___ EXERCISE INPUT ___

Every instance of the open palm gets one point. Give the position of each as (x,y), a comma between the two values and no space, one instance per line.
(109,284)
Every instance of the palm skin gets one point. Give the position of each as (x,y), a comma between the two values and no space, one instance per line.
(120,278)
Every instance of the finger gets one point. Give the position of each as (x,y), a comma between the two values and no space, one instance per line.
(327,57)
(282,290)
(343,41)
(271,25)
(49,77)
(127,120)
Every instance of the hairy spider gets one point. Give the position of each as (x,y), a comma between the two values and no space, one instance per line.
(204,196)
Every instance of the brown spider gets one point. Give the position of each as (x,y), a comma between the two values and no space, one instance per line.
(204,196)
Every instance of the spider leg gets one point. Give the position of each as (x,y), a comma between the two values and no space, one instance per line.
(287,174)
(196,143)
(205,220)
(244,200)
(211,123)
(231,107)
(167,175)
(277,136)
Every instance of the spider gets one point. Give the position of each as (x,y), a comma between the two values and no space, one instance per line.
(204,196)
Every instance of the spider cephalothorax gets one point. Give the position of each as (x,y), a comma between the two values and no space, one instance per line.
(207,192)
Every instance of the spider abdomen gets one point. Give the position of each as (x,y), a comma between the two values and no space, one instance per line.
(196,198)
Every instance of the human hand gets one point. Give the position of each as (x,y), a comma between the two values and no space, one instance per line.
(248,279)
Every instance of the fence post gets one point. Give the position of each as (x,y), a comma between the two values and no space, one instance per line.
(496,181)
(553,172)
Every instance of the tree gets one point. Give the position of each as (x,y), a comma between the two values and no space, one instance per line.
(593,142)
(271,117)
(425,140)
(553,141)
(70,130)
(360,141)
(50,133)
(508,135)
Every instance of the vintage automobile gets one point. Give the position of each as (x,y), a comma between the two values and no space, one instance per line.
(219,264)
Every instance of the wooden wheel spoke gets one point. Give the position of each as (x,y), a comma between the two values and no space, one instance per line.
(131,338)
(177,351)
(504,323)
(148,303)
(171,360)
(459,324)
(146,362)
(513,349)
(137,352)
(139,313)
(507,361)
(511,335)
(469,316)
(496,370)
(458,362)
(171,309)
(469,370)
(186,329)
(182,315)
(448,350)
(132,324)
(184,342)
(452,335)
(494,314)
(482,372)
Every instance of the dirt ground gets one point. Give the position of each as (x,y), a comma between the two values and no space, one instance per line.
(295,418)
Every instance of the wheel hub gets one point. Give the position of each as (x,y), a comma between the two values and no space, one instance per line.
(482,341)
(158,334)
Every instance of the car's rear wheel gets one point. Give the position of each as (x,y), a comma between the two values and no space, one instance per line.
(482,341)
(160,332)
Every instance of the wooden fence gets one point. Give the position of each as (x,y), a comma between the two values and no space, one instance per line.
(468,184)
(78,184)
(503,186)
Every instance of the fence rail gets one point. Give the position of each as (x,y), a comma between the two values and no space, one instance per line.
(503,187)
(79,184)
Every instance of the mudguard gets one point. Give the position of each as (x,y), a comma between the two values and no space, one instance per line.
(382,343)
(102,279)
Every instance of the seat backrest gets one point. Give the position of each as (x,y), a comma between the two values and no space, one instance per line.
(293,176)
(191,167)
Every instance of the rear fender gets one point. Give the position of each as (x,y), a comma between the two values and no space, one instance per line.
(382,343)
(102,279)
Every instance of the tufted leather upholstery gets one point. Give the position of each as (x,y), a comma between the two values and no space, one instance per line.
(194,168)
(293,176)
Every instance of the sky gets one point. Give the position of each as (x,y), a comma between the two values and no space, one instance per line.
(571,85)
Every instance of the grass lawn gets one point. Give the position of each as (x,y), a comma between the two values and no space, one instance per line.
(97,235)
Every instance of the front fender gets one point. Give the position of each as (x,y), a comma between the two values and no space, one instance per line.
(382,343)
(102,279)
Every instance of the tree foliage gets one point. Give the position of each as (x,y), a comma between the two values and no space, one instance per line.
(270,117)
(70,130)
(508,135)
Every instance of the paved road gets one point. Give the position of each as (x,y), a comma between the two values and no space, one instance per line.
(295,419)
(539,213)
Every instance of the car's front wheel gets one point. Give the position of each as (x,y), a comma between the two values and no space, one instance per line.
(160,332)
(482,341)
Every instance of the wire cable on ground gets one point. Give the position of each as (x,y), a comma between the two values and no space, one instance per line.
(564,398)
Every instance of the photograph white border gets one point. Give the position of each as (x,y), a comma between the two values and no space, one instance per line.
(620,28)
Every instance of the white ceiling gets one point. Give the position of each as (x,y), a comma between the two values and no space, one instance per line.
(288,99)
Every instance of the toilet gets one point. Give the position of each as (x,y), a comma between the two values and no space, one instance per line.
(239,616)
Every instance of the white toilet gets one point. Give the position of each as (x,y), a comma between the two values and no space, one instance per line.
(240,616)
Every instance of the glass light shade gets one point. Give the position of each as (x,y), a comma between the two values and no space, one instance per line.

___

• EXERCISE: Give the listing above again, word for word.

• COMPLETED TASK:
Every instance of the open palm gets one point. Give the position of each as (x,y), a comma between the two values and no space, one instance per line.
(109,284)
Every instance of the palm skin gets one point. Give the position of each as (x,y), a comma between the two values and no space, one instance per line.
(120,278)
Every instance of the finger gets one point. Give the position of each as (x,y), a comma between the two values and no space, one instance per line.
(327,57)
(282,290)
(343,41)
(271,25)
(49,77)
(127,120)
Every instance of the hairy spider gets one point. Give the position of each as (x,y), a comma between the two values and no space, one instance per line.
(204,196)
Every instance of the brown spider gets one point. Give the position of each as (x,y), a comma between the two values and no space, one instance per line.
(204,196)
Every instance of the spider leg gets one point. Give the position of each as (x,y), a comma between the two values and no space, one instance per line.
(287,174)
(196,143)
(205,220)
(244,200)
(211,123)
(231,107)
(167,175)
(277,136)
Every instance of the spider gets one point. Give the position of each as (x,y), a comma between the two values and no space, one instance per line.
(204,196)
Every instance of the spider cephalothorax gets one point. Give the position of each as (x,y), a comma between the two values and no space, one instance per line.
(207,192)
Every instance of the spider abdomen gets one point. Give the position of each as (x,y), a comma between the two values and no space, one instance per line.
(196,198)
Every instance of the human hand gets one point. Give the position of each as (x,y), a comma between the two values and no space, one instance per line.
(248,279)
Every instance of the fence post gets one point. Give the position of each as (x,y), a comma between the two values and no space, one instance per line.
(496,181)
(553,172)
Every instance of the tree gets one point. Give the position of each as (x,y), a comma between the two values and no space, one instance per line.
(593,142)
(271,117)
(425,140)
(553,141)
(70,130)
(360,141)
(50,133)
(508,135)
Every instance of the vintage automobile gets one point. Give the position of each as (x,y), a comma between the two values and no space, one instance per line.
(219,264)
Every instance of the wooden wheel spoke gets one point. Give the position of each as (x,y), a comma between the two values and no space, one instance per line.
(131,338)
(177,351)
(504,323)
(148,303)
(171,360)
(459,324)
(146,362)
(513,349)
(137,352)
(139,313)
(507,361)
(511,335)
(469,316)
(496,370)
(458,362)
(171,309)
(469,370)
(186,329)
(182,315)
(448,350)
(132,324)
(184,342)
(452,335)
(494,314)
(482,372)
Every instance of the dirt ground gets one point. Give the position of each as (x,y), a comma between the two values and no space, one instance per line.
(295,418)
Every instance of the wheel hub gets one point. Give the position of each as (x,y), a comma between the two values and no space, one instance per line.
(482,341)
(158,334)
Every instance of the car's rear wheel gets one point. Give the position of each as (x,y), a comma between the two values and no space, one instance per line.
(482,341)
(160,332)
Every instance of the wooden fence gets one point. Give the position of each as (x,y), a comma between the two values and no space, one instance per line.
(468,184)
(78,184)
(503,186)
Every instance of the fence rail gets one point. Give the position of each as (x,y), a comma between the two values and no space, one instance per line.
(503,187)
(79,184)
Every instance of the mudguard gets one point. Give the position of each as (x,y), a comma between the two values and no space, one instance per line.
(382,343)
(102,279)
Every instance of the seat backrest gets one point. Give the position of each as (x,y), a comma between the two values and no space, one instance per line.
(293,176)
(191,167)
Every instance of the rear fender gets one point. Give the position of each as (x,y), a comma between the two values and no space, one instance per line.
(382,343)
(102,279)
Every instance of the tufted leather upholstery gets one point. Give the position of each as (x,y), a comma between the two values and no space, one instance per line.
(194,168)
(293,176)
Every instance of the sky gets one point. Give the position of each as (x,y), a comma between the two values and no space, one instance per line.
(571,85)
Every instance of the grass lawn gets one point. Give the position of each as (x,y), a comma between the two values and no space, one instance per line.
(97,235)
Every instance of the front fender gets one point. Give the position of each as (x,y), a comma between the two values and no space, one instance per line.
(382,343)
(102,279)
Every instance of the tree foliage gets one point. Give the position of each as (x,y), a comma between the two values and no space, one instance per line.
(270,117)
(70,130)
(508,135)
Every instance of the paved road gets one point. Give the position of each as (x,y), a comma between the two values and no space, one instance per line.
(295,419)
(539,213)
Every instance of the car's front wheel gets one point. Give the position of each as (x,y), a comma between the two values and no space, one instance per line.
(160,332)
(482,341)
Every instance of the wire cable on ground gets one point. Give the position of each as (x,y), a comma between the two values and no space, one instance per line.
(564,398)
Every instance of the photograph white border gets one point. Give the position of each as (x,y), a comma between the two values and no space, one instance per line.
(620,28)
Every instance of the white ceiling gets one point. Give the position of each as (x,y), a comma between the two values and no space, one instance per line.
(288,99)
Every instance of the toilet gets one point. Give the position of each as (x,y), a comma between the two values and no space, one instance per line.
(239,616)
Every instance of the white toilet gets one point. Give the position of each as (x,y), a comma between the two values and no space, one instance per line.
(240,616)
Every instance of the glass light shade gets one point. Give the position of each as (x,y), a comma between the two values and no space, one instance per line.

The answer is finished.